-- Dataset excerpts start --
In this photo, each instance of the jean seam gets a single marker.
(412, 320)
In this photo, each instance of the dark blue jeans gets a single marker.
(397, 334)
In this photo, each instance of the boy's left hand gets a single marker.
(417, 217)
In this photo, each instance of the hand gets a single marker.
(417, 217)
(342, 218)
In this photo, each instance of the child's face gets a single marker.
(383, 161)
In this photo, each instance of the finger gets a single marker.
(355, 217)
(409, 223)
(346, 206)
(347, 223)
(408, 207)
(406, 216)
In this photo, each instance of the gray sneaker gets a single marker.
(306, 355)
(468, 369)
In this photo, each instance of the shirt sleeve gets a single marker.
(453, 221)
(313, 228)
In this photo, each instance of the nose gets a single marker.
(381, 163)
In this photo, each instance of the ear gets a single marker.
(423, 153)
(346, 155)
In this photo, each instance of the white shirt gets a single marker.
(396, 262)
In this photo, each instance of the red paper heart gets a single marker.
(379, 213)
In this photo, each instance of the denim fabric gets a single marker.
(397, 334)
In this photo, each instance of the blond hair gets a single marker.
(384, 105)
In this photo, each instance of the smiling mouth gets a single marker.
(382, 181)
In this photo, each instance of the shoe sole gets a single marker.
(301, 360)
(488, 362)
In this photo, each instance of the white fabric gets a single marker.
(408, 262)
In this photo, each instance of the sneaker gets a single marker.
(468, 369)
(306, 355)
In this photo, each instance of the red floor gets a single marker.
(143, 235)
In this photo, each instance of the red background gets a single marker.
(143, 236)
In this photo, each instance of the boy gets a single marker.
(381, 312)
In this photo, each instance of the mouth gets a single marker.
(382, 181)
-- Dataset excerpts end --
Scale the data from the line containing "In this photo, each instance of the boy gets" through the end of the data. Write every one of those lines out again, including the wording lines, and multiply each coordinate in the answers by 1.1, rounding to whole numbers with halves rounded up.

**Complete output**
In this photo, each instance of the boy gets a single marker.
(419, 343)
In this photo, each instance of the mouth gets a single marker.
(420, 199)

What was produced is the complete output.